### Texto de referencia
((

Pero ésta fue la imagen que más me gustó. El filósofo como DJ. Pone un disco (una idea, un concepto, un autor, un ejemplo, etc.) y lo deja sonar un rato, lo prueba un poco con su público, y luego sobre esa pista pone otra haciendo todo lo posible porque cuadren bien, porque estén sincronizadas. Las deja sonar un rato y sobre eso prueba con otro sonido, otro disco, otro sample, y así sucesivamente, jugando permanentemente con la reacción y las expectativas de su público que le marcan la pauta, mientras el filósofo DJ a su vez le marca la pauta al público.

El filósofo DJ es el de los laboratorios, el de los experimentos, el que juega más allá de los cánones y empieza a mezclar diferentes pistas para jugar con los resultados. El valor de la presentación del DJ consiste en su capacidad creativa para recontextualizar, para plantear un nuevo marco de comprensión y de experiencia para las pistas que ofrece. Su capacidad es tanto más amplia cuanto más amplia, diversa, múltiple sea su colección de pistas y discos para jugar.

))

### Enunciado
Según el texto de referencia sobre el filósofo DJ, ¿en qué consiste el valor de la presentación del DJ?

### Datos proporcionados
((

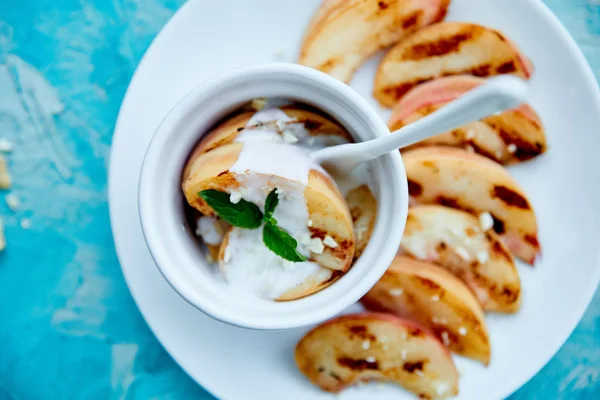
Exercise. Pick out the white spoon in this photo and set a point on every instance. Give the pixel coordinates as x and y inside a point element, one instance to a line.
<point>496,95</point>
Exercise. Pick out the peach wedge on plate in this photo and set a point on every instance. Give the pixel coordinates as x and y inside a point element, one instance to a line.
<point>510,137</point>
<point>363,209</point>
<point>344,33</point>
<point>456,241</point>
<point>382,347</point>
<point>459,179</point>
<point>435,298</point>
<point>449,48</point>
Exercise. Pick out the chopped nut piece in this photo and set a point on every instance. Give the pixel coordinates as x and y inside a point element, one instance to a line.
<point>235,196</point>
<point>483,257</point>
<point>258,104</point>
<point>486,221</point>
<point>289,137</point>
<point>462,253</point>
<point>316,246</point>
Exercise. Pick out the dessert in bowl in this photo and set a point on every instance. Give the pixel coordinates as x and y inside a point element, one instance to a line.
<point>260,186</point>
<point>214,149</point>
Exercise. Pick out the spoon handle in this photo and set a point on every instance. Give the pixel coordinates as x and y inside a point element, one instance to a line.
<point>496,95</point>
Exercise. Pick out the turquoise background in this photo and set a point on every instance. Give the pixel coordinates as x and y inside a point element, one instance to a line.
<point>69,328</point>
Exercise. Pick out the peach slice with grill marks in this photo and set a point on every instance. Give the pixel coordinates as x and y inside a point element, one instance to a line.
<point>363,209</point>
<point>435,298</point>
<point>362,347</point>
<point>459,179</point>
<point>344,33</point>
<point>510,137</point>
<point>315,123</point>
<point>448,48</point>
<point>326,206</point>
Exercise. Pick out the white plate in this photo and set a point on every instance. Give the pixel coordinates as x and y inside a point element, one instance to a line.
<point>208,37</point>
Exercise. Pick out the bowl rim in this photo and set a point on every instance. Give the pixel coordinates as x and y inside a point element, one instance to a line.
<point>377,261</point>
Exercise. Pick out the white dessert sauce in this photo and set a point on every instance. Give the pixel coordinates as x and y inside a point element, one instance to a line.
<point>274,155</point>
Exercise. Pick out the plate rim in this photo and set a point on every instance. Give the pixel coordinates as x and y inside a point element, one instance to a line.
<point>585,299</point>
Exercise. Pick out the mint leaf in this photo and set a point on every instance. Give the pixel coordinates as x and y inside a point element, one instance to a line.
<point>242,214</point>
<point>270,204</point>
<point>281,243</point>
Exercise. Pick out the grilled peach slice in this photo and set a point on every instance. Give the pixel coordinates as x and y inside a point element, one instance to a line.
<point>459,179</point>
<point>363,209</point>
<point>369,346</point>
<point>449,48</point>
<point>279,282</point>
<point>435,298</point>
<point>299,118</point>
<point>327,210</point>
<point>343,34</point>
<point>455,240</point>
<point>511,137</point>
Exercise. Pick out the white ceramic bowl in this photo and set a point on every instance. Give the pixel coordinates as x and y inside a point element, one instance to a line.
<point>161,201</point>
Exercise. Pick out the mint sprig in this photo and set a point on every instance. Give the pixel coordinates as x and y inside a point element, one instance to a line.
<point>281,243</point>
<point>245,214</point>
<point>242,214</point>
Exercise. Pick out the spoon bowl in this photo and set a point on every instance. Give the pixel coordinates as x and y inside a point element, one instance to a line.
<point>496,95</point>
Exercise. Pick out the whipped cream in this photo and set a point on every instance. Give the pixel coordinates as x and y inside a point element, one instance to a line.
<point>268,161</point>
<point>274,155</point>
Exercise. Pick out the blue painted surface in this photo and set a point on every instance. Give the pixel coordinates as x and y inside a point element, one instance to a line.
<point>68,326</point>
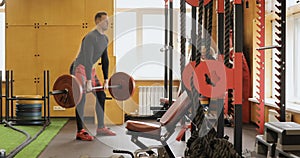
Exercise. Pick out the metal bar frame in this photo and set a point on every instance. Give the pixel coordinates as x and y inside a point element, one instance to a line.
<point>1,116</point>
<point>238,84</point>
<point>220,16</point>
<point>166,48</point>
<point>171,52</point>
<point>283,59</point>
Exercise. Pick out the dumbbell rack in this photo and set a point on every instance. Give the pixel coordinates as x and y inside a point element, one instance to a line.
<point>280,139</point>
<point>10,98</point>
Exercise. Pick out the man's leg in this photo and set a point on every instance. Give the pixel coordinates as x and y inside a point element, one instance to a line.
<point>100,104</point>
<point>79,113</point>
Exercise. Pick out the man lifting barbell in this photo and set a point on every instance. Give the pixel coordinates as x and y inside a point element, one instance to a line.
<point>93,47</point>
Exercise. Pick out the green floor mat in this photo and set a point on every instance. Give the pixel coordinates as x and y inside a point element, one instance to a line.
<point>10,139</point>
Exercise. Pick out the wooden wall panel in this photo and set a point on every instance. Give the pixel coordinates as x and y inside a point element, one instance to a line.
<point>26,12</point>
<point>21,57</point>
<point>65,12</point>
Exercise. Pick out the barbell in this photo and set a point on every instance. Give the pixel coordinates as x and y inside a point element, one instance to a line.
<point>68,91</point>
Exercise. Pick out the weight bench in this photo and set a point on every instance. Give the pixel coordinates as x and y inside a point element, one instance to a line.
<point>154,131</point>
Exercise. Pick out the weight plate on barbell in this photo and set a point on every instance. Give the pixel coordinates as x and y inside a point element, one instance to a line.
<point>211,79</point>
<point>126,89</point>
<point>73,86</point>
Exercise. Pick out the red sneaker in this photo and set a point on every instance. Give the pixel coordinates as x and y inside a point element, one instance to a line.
<point>105,132</point>
<point>83,135</point>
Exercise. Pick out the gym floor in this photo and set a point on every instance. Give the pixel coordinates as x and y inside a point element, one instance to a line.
<point>65,145</point>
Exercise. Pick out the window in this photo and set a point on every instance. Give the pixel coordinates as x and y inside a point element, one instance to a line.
<point>139,37</point>
<point>2,41</point>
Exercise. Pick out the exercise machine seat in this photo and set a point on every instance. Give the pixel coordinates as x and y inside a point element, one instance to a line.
<point>170,118</point>
<point>137,126</point>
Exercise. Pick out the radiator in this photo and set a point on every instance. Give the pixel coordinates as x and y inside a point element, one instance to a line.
<point>149,96</point>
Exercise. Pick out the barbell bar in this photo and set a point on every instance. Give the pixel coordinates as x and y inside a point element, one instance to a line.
<point>67,90</point>
<point>112,86</point>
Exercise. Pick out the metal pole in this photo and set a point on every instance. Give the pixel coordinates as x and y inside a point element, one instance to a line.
<point>193,33</point>
<point>11,94</point>
<point>6,95</point>
<point>165,50</point>
<point>283,59</point>
<point>1,116</point>
<point>220,11</point>
<point>171,53</point>
<point>48,95</point>
<point>238,84</point>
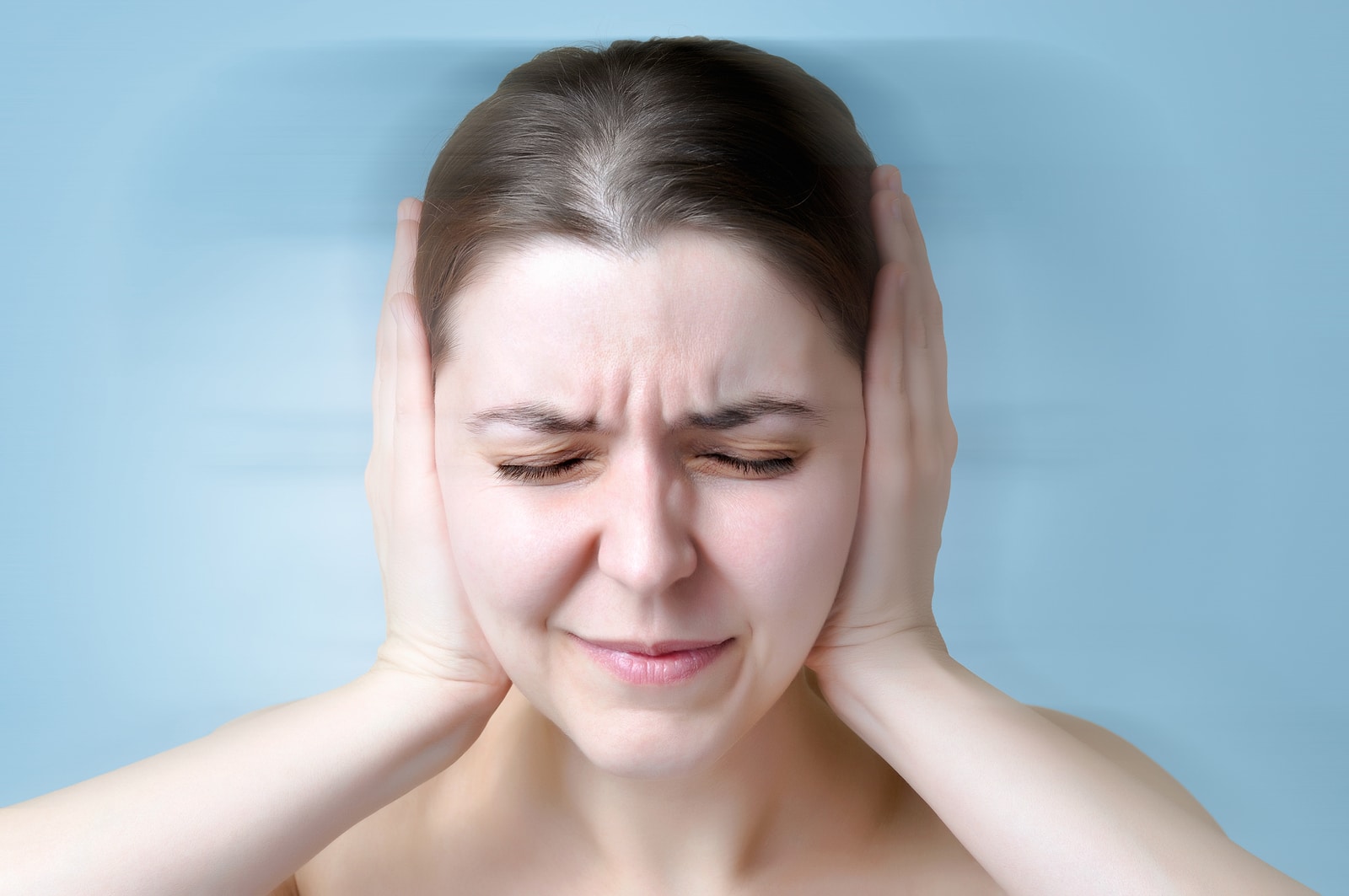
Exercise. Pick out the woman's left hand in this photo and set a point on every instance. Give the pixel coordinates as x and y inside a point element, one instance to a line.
<point>885,597</point>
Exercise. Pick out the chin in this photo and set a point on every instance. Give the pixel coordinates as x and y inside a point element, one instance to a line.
<point>640,750</point>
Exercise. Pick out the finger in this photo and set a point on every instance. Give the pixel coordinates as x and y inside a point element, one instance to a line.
<point>926,363</point>
<point>413,440</point>
<point>405,249</point>
<point>885,177</point>
<point>884,384</point>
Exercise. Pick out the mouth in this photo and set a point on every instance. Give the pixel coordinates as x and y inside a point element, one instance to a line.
<point>654,664</point>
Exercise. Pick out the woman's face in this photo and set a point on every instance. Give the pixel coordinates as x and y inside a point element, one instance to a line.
<point>653,528</point>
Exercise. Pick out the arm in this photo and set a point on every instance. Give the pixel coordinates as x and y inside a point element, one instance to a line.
<point>1038,807</point>
<point>236,811</point>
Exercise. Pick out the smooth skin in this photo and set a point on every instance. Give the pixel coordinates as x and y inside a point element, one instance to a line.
<point>1056,804</point>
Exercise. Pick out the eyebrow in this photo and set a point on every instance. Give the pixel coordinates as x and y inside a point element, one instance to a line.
<point>546,419</point>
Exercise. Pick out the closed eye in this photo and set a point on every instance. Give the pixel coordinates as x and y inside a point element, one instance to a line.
<point>769,467</point>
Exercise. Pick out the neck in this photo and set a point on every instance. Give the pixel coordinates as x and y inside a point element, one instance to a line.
<point>798,777</point>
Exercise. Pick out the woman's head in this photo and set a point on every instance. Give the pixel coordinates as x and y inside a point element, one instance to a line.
<point>654,247</point>
<point>614,148</point>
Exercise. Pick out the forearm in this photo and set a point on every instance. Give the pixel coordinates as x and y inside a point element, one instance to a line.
<point>1038,808</point>
<point>239,810</point>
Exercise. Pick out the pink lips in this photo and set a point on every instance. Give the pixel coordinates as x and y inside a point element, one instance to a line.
<point>661,663</point>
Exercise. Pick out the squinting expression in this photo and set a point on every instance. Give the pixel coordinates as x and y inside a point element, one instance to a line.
<point>642,453</point>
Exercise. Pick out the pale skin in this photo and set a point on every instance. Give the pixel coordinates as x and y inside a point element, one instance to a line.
<point>482,752</point>
<point>708,792</point>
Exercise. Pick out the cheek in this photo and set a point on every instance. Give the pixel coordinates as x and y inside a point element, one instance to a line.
<point>501,559</point>
<point>788,554</point>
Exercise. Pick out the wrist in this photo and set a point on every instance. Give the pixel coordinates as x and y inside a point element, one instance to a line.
<point>867,684</point>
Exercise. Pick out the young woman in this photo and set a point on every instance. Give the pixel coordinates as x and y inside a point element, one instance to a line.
<point>660,466</point>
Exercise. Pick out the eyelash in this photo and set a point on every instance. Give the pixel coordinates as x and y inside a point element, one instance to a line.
<point>552,471</point>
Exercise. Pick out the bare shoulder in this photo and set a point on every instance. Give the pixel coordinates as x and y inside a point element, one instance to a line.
<point>288,888</point>
<point>1128,757</point>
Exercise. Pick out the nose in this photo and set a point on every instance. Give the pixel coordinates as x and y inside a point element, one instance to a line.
<point>647,543</point>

))

### Resultado final
Consiste en su capacidad creativa para recontextualizar, para plantear un nuevo marco de comprensión y de experiencia para las pistas que ofrece.